SHORT PROBLEM:
Count how many lines in the items below contain the string "viewBox". Case counts, and the reply should be the number alone.

[Extracted records]
* START *

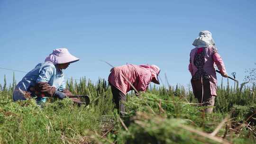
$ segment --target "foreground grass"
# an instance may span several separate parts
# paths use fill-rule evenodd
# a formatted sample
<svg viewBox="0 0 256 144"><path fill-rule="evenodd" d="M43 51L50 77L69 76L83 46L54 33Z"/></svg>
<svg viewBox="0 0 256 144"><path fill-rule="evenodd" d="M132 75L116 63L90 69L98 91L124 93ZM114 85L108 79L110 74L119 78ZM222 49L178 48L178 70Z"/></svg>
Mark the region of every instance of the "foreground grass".
<svg viewBox="0 0 256 144"><path fill-rule="evenodd" d="M153 87L139 97L131 94L120 118L104 80L95 85L82 79L69 81L75 94L89 94L85 107L53 100L39 107L33 99L13 102L11 89L0 91L0 144L253 144L256 105L245 90L219 88L214 112L193 105L182 87ZM225 117L216 134L216 129Z"/></svg>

* END *

RESULT:
3